However, due to the difference in physical and chemical properties and formability of dissimilar materials, coordinated deformation of prefabricated laminates is hard to achieve. Therefore, defects such as cracking and rebound are easily generated during forming process. In addition, since the metal bonding process is prone to produce brittle intermetallic compounds [6], the formability in subsequent plastic deformation is further affected, and the stacking sequence is strictly defined. Therefore, due to the lack of flexible deformation mode, the achievable shape of laminated layers is currently limited in further processing steps.

In the aspects of investigations on formability, Mori et al. [7] found that steel and aluminum layers were in different stress states during deep drawing on both sides of the Al/steel laminates. The arrangement of the upper and lower rows has a large influence on the formability. Choi et al. [8] reported that the plastic strain of different laminates was different during the stretching process of the laminated samples, which caused distortion. Hino et al. [9] believed that the rebound amount of laminated layers is affected by various factors such as material strength and thickness, and the difference in material arrangement between inner and outer surfaces will also affect the final rebound amount. Bagherzadeh et al. [10] found that the arrangement of the inner and outer sheets has an effect on formability. Apart from the above studies on bonded laminates, joint performance produced by friction stir is also an important factor affecting formability for the synchronously bonding and deformation process. To investigate the essence of forming mechanism, material flow behavior is the basic but significant intension, which draws continuous concern for the very practical problem of these processes. Investigations on pin-less friction stir welding are particularly focused on this point during the processes due to the great influence in final performance. The flow modes were evaluated analytically and experimentally [11,12,13]. In an effective physical measurement way, various tracer techniques and microscopic characterization methods were utilized [14]. In recent decades, incremental sheet forming has made remarkable progress in mechanism investigation and practical application due to its high flexibility and formability [15, 16].
----------------
DIRECTIVE 1 >>
Answer from the passage on forming metal laminates:
(a) What does the metal bonding process tend to produce?
(b) According to Mori et al., how did the steel and aluminum layers differ during deep drawing?
(c) Why has incremental sheet forming made remarkable progress in recent decades?
DIRECTIVE 2 >> Extend the passage on forming metal laminates with a paragraph that follows on from its final sentence.

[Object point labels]
----------------
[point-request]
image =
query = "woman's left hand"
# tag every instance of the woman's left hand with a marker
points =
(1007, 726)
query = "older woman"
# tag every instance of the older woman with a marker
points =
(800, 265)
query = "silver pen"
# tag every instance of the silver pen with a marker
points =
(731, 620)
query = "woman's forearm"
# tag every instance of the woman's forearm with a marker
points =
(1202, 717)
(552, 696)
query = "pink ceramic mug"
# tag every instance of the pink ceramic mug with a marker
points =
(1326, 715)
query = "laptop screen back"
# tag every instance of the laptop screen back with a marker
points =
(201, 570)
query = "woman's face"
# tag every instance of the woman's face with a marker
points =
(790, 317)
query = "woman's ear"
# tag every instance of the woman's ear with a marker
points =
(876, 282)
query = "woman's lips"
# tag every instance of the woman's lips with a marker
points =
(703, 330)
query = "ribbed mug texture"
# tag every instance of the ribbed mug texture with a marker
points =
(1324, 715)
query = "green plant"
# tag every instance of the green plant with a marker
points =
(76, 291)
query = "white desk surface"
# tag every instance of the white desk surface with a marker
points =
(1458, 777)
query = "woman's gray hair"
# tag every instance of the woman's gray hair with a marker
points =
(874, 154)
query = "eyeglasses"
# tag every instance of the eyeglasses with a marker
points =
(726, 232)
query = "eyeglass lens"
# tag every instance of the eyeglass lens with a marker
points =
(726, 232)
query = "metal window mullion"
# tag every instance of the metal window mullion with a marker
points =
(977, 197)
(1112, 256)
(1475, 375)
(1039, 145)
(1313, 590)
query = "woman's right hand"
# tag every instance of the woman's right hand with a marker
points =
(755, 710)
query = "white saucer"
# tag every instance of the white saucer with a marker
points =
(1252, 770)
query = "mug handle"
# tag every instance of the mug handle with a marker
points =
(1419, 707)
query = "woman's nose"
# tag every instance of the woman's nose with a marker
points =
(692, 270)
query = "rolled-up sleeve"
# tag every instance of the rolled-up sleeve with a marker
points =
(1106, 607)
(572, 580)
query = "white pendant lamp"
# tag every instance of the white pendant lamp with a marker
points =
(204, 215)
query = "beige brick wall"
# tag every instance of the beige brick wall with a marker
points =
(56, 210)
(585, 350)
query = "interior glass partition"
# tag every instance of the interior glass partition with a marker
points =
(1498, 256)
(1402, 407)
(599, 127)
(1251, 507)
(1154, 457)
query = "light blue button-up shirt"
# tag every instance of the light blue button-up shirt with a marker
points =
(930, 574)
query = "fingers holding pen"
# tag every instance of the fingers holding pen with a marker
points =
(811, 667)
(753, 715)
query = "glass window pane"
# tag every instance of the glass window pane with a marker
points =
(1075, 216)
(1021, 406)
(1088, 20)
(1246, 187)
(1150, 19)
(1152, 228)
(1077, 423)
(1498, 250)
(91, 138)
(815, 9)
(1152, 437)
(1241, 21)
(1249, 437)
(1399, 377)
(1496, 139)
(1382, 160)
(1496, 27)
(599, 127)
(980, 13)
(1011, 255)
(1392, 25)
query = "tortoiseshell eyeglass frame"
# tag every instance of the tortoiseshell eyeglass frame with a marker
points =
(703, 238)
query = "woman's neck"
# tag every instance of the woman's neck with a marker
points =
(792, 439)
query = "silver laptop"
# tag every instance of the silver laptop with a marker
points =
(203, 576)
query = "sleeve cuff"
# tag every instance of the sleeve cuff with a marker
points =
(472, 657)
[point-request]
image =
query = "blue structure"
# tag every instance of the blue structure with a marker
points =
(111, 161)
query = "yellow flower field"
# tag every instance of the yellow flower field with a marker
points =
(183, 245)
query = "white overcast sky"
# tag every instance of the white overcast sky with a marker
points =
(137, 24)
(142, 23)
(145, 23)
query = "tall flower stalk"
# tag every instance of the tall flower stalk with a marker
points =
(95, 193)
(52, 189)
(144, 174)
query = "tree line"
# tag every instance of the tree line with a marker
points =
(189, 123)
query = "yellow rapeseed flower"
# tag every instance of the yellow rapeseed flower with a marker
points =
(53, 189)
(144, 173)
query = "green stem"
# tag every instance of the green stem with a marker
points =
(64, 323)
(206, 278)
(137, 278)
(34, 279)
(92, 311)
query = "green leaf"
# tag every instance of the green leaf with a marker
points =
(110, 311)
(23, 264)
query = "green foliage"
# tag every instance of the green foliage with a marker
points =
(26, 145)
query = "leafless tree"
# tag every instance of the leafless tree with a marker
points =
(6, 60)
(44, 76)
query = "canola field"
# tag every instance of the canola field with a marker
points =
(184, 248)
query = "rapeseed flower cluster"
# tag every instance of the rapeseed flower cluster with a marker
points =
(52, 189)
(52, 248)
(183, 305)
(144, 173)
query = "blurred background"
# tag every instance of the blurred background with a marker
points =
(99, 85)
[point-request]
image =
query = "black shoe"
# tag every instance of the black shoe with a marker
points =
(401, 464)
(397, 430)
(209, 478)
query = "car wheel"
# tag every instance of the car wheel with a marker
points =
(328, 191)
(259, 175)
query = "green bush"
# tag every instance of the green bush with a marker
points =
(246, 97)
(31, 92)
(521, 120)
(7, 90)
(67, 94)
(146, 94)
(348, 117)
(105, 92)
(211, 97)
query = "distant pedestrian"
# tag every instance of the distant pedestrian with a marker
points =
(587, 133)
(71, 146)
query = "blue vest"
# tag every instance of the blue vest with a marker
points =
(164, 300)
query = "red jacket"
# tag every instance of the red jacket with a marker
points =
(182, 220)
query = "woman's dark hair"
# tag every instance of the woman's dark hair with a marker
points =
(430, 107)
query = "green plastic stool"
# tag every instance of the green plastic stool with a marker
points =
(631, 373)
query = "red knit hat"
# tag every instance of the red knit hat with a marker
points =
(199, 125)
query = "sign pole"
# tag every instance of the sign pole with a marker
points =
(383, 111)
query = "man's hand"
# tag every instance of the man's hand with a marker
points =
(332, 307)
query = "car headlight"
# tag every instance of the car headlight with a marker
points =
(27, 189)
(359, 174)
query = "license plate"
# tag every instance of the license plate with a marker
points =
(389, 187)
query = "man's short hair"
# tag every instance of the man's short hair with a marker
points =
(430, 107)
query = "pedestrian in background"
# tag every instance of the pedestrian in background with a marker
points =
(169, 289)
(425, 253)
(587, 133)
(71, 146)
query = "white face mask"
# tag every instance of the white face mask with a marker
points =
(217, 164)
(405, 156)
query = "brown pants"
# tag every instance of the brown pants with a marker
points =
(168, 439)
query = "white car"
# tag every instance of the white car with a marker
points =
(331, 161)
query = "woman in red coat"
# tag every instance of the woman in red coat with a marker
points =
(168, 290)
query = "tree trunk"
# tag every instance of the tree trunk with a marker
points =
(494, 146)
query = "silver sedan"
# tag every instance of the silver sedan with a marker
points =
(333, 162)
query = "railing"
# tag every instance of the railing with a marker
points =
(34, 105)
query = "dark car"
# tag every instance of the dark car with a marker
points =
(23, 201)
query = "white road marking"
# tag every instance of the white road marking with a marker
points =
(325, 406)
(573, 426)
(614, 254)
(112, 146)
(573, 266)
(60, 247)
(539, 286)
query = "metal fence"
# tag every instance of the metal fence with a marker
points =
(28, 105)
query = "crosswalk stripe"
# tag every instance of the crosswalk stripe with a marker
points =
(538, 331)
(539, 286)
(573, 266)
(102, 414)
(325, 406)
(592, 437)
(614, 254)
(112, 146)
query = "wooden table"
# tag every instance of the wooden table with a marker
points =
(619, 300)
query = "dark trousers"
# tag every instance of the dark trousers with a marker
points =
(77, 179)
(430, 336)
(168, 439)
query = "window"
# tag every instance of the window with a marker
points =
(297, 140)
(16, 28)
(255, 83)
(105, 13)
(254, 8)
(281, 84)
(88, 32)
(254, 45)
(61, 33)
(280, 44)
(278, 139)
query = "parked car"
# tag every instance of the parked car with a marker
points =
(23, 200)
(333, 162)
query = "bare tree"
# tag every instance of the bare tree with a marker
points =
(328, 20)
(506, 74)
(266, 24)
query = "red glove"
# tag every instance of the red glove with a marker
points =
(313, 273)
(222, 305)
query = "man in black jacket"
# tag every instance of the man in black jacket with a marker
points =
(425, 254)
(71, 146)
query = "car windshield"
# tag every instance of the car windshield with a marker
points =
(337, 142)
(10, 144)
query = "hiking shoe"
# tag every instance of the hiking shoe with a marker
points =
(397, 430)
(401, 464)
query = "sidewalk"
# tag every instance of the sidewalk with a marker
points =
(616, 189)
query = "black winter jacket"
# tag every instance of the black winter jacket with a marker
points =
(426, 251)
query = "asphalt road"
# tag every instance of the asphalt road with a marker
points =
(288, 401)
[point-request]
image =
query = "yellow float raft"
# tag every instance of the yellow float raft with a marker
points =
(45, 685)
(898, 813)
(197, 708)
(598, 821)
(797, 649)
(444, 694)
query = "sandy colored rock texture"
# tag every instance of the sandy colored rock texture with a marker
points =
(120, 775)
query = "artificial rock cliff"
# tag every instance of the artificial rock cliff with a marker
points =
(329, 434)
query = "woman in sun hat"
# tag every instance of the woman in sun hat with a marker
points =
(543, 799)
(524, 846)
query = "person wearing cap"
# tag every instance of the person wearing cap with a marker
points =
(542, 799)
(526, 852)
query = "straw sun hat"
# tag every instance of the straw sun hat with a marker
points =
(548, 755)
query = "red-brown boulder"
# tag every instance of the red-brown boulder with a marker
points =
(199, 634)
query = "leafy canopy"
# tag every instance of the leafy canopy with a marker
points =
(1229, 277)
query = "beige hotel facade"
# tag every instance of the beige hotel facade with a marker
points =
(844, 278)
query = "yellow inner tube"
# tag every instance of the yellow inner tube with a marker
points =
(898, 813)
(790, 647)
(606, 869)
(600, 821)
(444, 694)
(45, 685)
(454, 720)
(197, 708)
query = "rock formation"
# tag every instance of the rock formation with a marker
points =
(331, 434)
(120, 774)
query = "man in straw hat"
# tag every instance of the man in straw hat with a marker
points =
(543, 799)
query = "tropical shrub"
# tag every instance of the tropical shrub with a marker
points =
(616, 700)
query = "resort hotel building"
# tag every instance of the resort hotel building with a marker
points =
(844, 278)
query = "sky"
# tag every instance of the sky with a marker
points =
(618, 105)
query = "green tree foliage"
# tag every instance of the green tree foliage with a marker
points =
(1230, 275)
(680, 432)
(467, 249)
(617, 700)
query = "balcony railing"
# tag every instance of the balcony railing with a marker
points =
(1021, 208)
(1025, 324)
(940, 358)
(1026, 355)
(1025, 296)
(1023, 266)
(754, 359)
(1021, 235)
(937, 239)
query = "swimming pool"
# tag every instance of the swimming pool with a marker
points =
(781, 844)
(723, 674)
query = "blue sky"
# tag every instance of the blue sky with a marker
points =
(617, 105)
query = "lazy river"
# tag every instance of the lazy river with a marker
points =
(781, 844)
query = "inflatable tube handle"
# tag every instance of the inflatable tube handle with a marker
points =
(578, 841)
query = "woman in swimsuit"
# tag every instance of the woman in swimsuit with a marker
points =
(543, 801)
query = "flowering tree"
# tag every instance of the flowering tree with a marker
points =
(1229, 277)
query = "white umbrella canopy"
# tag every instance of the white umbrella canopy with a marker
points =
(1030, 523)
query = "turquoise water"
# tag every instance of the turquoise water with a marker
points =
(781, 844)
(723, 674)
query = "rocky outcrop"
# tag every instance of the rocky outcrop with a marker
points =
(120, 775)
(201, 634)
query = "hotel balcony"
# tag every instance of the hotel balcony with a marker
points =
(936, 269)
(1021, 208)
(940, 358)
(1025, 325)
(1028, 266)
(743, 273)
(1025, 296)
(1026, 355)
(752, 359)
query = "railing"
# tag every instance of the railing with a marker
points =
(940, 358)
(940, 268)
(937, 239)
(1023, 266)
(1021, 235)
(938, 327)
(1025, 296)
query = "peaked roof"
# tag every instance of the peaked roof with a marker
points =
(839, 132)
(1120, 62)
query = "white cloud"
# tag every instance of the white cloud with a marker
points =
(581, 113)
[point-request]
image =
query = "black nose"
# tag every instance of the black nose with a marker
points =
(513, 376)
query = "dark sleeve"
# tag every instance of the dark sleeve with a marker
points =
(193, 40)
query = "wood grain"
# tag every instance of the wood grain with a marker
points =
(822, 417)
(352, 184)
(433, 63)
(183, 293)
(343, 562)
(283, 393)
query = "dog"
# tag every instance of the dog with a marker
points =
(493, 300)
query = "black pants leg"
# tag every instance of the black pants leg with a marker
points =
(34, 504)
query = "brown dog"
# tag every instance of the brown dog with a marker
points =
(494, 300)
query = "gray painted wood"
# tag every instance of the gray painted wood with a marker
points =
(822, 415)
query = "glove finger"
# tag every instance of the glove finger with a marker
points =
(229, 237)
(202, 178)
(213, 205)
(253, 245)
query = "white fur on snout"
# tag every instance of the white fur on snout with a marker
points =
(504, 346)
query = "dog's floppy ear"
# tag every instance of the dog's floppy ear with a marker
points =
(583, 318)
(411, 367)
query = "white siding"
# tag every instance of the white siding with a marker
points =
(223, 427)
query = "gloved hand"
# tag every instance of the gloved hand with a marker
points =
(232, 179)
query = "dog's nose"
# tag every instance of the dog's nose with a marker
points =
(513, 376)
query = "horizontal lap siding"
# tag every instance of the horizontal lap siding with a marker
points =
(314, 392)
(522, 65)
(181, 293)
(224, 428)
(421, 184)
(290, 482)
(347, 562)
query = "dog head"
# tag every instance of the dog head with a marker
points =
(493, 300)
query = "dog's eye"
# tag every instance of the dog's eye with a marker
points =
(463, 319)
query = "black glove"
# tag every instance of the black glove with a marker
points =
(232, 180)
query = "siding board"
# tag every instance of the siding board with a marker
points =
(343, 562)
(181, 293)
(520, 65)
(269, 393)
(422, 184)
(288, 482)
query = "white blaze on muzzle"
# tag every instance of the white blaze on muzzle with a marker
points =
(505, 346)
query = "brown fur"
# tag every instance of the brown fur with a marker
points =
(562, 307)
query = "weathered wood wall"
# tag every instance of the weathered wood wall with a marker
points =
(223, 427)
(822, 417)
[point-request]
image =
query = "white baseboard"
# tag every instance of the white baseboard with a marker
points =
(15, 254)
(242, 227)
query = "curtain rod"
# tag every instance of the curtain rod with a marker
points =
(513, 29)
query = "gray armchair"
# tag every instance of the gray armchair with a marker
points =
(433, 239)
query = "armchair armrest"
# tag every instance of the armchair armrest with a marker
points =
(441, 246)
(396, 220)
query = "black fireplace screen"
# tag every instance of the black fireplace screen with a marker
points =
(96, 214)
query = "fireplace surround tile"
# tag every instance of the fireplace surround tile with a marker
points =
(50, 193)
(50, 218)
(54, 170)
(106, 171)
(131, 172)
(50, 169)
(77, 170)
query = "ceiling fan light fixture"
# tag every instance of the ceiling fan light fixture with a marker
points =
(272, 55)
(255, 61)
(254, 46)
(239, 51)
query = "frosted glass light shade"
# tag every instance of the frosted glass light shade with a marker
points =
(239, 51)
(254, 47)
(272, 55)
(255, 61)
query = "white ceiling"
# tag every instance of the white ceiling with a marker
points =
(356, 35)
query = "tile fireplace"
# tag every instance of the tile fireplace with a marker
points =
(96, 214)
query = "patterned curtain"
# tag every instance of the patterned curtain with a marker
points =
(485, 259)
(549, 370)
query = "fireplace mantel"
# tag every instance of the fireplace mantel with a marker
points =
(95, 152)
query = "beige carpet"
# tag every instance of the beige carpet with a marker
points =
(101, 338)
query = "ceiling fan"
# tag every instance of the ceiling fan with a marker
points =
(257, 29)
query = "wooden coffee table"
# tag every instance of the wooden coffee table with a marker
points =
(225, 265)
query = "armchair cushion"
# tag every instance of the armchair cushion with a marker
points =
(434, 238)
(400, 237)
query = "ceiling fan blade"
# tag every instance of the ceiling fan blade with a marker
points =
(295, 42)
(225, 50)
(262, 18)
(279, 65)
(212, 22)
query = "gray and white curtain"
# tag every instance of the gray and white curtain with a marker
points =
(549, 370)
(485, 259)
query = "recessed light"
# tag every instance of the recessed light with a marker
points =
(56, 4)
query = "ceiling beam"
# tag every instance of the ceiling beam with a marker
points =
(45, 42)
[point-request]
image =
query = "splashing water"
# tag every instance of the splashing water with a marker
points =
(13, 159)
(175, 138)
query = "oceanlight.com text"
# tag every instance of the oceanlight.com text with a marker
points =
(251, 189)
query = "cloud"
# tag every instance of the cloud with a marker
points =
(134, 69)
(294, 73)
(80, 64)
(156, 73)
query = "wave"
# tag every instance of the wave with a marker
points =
----------------
TASK RESULT 1 >>
(a) Brittle intermetallic compounds.
(b) They were in different stress states.
(c) Because of its high flexibility and formability.

TASK RESULT 2 >>
Aiming at applying laminated layers in manufacturing more complicated shape, a friction stir-assisted incremental forming with synchronous bonding of dissimilar sheet metals was conducted here. This newly developed forming process relies on the single point incremental sheet forming technology [17] and the pin-less friction stir solid-state bonding process [18]. This process has a combination of advantages of dissimilar materials to improve properties of products and help manufacture energy-saving hybrid structures, which has broad application prospects in meeting the demands from automobile industry, aerospace, and chemical industry by fabricating lightweight hybrid structures with solid-state bonding. Compared with conventional sheet forming processes, the proposed synchronous manufacturing method employs a novel material flow mode with simultaneous forming and solid-state bonding, which can avoid the defects caused by the uncoordinated deformation in conventional forming and the residual stress caused by uneven deformation. In addition, the compressive normal stress in the forming zone obtained by this process can further improve the formability of the sheet. From another perspective, the AA5052-H32 layer not directly in friction contact with the tool can be used as the substrate to microscopically observe the material flow and deformation of the composite Al/steel plate. It is an effective advantage compared with the material tracer methods, which is difficult to implementation in friction stir welding process [14].

In this work, a concise description of material flow behavior was made in the newly developed FS-ISF&SB process, which provides a better understanding of the underlying material flow mechanism of the process and establishing process window in potential industrial applications. The experimental setup and geometrical design of part are briefly introduced in Sect. 2. Characterizations of material flow in three different zones are made to reveal the macro and microscopic mechanism of this novel process hereafter in Sect. 3. Some concluding remarks are drawn in Sect. 4.

2 Experimental procedures

The incremental forming with synchronous bonding process for multi-field coupling of metal laminates is conducted, the core of which is to superimpose the delaminated dissimilar metal sheets. After removing the surface oxide layer, high pressure and heat generated while conducting incremental forming are applied. During this process, the sheets undergo local plastic deformation and adhesion between the interfaces under the extrusion between forming tool and supporting auxiliary plate. With continuous temperature rising and transferring, the dissimilar layers are finally completely bonded.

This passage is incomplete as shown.